▶ _Görev tanımı_: Aşağıdaki lehçeler arası aktarma konulu okuma parçasında geçen şu cümleyi İngilizceye çevirin: "Sedat Adıgüzel, eserlerin bir lehçeden diğerine nakledilmesini hangi kavramla karşılamak gerektiği sorununu ilk olarak ele almış, daha sonra eserlerin üslup özellikleri ve anlatım zenginliklerinin korunması sorununa değinerek Azerbaycan Türkçesinin vurgu, tonlama, ses ve söyleyiş özelliklerine tam hâkim olmadan, söyleyiş farklılıklarının anlama katacağı zenginlikleri hesaba katmadan yapılan aktarmaların da sorun meydana getireceği kanaatine varmıştır(Adıgüzel, 2012, s.51-56)."
== Okuma parçası ==
Sedat Adıgüzel, eserlerin bir lehçeden diğerine nakledilmesini hangi kavramla karşılamak gerektiği sorununu ilk olarak ele almış, daha sonra eserlerin üslup özellikleri ve anlatım zenginliklerinin korunması sorununa değinerek Azerbaycan Türkçesinin vurgu, tonlama, ses ve söyleyiş özelliklerine tam hâkim olmadan, söyleyiş farklılıklarının anlama katacağı zenginlikleri hesaba katmadan yapılan aktarmaların da sorun meydana getireceği kanaatine varmıştır(Adıgüzel, 2012, s.51-56).
===
== Kayıt kümesi ==
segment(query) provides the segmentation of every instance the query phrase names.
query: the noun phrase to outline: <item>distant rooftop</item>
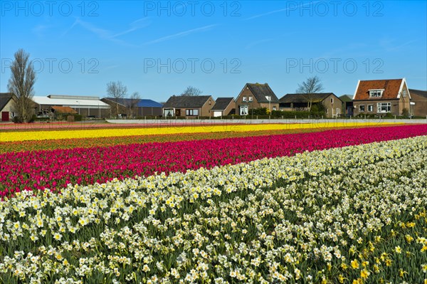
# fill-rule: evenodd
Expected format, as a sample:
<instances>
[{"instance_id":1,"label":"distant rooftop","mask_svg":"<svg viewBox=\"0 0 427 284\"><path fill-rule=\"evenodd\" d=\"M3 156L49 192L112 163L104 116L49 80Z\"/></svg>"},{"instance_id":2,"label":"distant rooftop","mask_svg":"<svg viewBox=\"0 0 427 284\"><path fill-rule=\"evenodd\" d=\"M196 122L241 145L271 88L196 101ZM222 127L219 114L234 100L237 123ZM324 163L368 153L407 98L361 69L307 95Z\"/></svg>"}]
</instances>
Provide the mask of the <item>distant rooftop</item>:
<instances>
[{"instance_id":1,"label":"distant rooftop","mask_svg":"<svg viewBox=\"0 0 427 284\"><path fill-rule=\"evenodd\" d=\"M89 95L49 95L48 98L51 99L65 100L99 100L100 97Z\"/></svg>"}]
</instances>

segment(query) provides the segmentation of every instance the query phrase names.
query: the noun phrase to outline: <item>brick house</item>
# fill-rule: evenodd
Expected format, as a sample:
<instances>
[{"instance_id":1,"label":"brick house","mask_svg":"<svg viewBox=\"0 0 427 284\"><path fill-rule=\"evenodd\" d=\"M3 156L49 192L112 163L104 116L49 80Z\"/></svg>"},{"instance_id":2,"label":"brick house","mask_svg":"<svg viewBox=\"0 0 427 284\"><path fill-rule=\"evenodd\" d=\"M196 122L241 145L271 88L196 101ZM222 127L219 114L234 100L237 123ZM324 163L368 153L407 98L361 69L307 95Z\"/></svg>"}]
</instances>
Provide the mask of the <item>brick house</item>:
<instances>
[{"instance_id":1,"label":"brick house","mask_svg":"<svg viewBox=\"0 0 427 284\"><path fill-rule=\"evenodd\" d=\"M313 105L321 104L323 106L327 117L336 117L341 115L342 100L333 93L312 94L311 99ZM306 94L286 94L279 100L280 102L280 110L308 110L308 102Z\"/></svg>"},{"instance_id":2,"label":"brick house","mask_svg":"<svg viewBox=\"0 0 427 284\"><path fill-rule=\"evenodd\" d=\"M415 116L427 116L427 90L409 89L411 113Z\"/></svg>"},{"instance_id":3,"label":"brick house","mask_svg":"<svg viewBox=\"0 0 427 284\"><path fill-rule=\"evenodd\" d=\"M234 98L218 98L211 110L211 115L215 117L229 115L235 107Z\"/></svg>"},{"instance_id":4,"label":"brick house","mask_svg":"<svg viewBox=\"0 0 427 284\"><path fill-rule=\"evenodd\" d=\"M359 80L353 96L354 116L409 114L411 95L403 79Z\"/></svg>"},{"instance_id":5,"label":"brick house","mask_svg":"<svg viewBox=\"0 0 427 284\"><path fill-rule=\"evenodd\" d=\"M268 83L246 83L236 99L236 112L239 115L251 114L251 110L265 107L279 110L279 99Z\"/></svg>"},{"instance_id":6,"label":"brick house","mask_svg":"<svg viewBox=\"0 0 427 284\"><path fill-rule=\"evenodd\" d=\"M215 105L211 95L172 95L163 105L163 116L196 118L211 116L211 109Z\"/></svg>"}]
</instances>

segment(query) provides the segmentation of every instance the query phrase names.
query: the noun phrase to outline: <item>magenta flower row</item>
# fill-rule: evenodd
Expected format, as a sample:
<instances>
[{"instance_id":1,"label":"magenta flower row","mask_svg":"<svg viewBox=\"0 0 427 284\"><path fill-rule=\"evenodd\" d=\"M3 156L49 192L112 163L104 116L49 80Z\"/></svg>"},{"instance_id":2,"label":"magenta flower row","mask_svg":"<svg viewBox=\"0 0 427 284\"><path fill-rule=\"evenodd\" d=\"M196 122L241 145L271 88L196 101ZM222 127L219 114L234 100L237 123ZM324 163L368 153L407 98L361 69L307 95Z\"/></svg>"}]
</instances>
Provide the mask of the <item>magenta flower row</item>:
===
▶ _Görev çıktısı_: Sedat Adıgüzel first took up the question of which concept should be used to designate the transfer of works from one dialect to another. Then, addressing the problem of preserving the stylistic features and expressive richness of the works, Adıgüzel concluded that transfers made without full command of the stress, intonation, sound, and pronunciation features of Azerbaijani Turkish, and without taking into account the richness that differences in pronunciation add to meaning, would also create problems (Adıgüzel, 2012, pp. 51-56).